**Material for this task:**
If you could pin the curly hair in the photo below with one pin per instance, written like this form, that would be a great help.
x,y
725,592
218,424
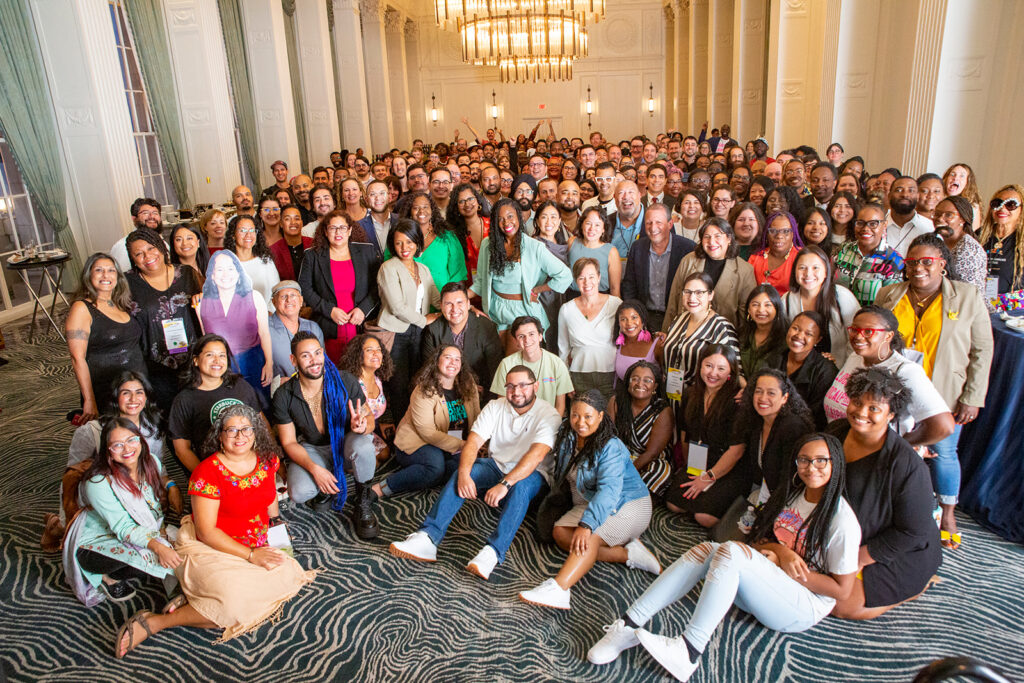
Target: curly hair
x,y
264,444
498,259
428,378
260,250
351,360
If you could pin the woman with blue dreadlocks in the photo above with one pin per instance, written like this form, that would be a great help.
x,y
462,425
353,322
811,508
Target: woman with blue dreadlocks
x,y
326,428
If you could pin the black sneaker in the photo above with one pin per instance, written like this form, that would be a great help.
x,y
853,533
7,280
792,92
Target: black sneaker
x,y
119,592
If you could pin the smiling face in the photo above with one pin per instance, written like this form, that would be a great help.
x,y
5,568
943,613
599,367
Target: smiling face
x,y
768,396
715,371
131,399
803,335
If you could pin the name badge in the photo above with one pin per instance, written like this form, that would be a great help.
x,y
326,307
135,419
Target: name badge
x,y
174,335
696,459
674,384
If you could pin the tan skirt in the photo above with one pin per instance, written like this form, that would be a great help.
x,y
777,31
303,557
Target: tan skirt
x,y
230,592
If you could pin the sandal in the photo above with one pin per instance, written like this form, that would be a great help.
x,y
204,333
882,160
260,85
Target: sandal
x,y
950,541
137,617
175,602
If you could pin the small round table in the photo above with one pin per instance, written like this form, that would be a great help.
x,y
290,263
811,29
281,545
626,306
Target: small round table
x,y
43,264
991,446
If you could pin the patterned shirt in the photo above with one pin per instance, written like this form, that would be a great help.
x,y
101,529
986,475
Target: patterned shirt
x,y
864,275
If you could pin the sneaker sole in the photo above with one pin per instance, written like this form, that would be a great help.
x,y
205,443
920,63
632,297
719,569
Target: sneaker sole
x,y
409,556
542,604
472,568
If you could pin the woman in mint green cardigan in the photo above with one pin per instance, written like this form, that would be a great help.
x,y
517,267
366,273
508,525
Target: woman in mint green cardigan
x,y
510,280
120,534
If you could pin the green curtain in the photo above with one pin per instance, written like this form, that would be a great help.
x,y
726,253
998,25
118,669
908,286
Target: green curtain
x,y
27,117
146,18
242,94
296,76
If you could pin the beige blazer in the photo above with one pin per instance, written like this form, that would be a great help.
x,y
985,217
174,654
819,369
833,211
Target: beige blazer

**Prompt:** Copy all the records above exactly, but leave out the pictures.

**Written response:**
If you could pin the curly hair in the photo below with one pin per instance, written like this form, that would be a great help.
x,y
725,592
218,424
Target: curly hair
x,y
264,444
498,259
428,378
260,250
351,360
If you could pin the woman with blue dreadlocks in the photo above with one pin per instance, written like this form, that would be a great help.
x,y
462,425
353,322
811,508
Target: woman with blue dreadlocks
x,y
326,428
If you could pin the black sneaker in the photo above with one pin per instance, written like this form, that would be a great help.
x,y
853,533
7,280
792,92
Target: black sneaker
x,y
119,592
If you could pin the smiling face in the photo above with one pin per instance, written like this form, that would be a great help.
x,y
5,568
943,613
599,367
Target: smiling face
x,y
768,396
715,371
131,399
803,335
If you could pin the name badge in the photo above with one pin per instance, written like this form, that would be a great help.
x,y
326,307
135,419
Target: name badge
x,y
174,335
696,459
674,384
If you could pin the tan skirt in the photo above with one pin per instance, written like this form, that would be a great help.
x,y
777,31
303,557
Target: tan skirt
x,y
230,592
If you could pin the sandal in the photo above with one pin per instance, written like this form, that would be a great help.
x,y
204,333
882,160
260,85
Target: sandal
x,y
950,541
137,617
175,602
If you could pin the small round table in the photo above with one pin per instance, written like this form, that would be a great help.
x,y
290,263
811,29
281,545
626,306
Target: small round table
x,y
43,264
991,446
If you could pin the patterned shirt in the photo above with one pin per instance, written like this form, that would be a great help.
x,y
101,529
986,475
Target: patterned shirt
x,y
864,275
If you could pin the sneaker sole in the photo above with one pin per instance, written like this form, that would be a great help.
x,y
205,443
920,63
632,297
719,569
Target: sneaker sole
x,y
409,556
542,604
472,568
If you could pin the woman in mint green cardigan in the photo above with one pin per instance, written like this form, that would be a great help.
x,y
517,267
366,273
508,525
Target: woman in mint green cardigan
x,y
510,280
120,534
If you could pin the green curtain in the photo above with one pin per instance, written like this form, that would be a great help.
x,y
726,253
998,25
118,669
908,286
Target: green curtain
x,y
27,117
146,18
242,94
296,76
If you could pin the beige blazer in the photo above with one pin per instance, written like this form, that would be a great help.
x,y
985,217
174,654
819,369
833,211
Target: beige blazer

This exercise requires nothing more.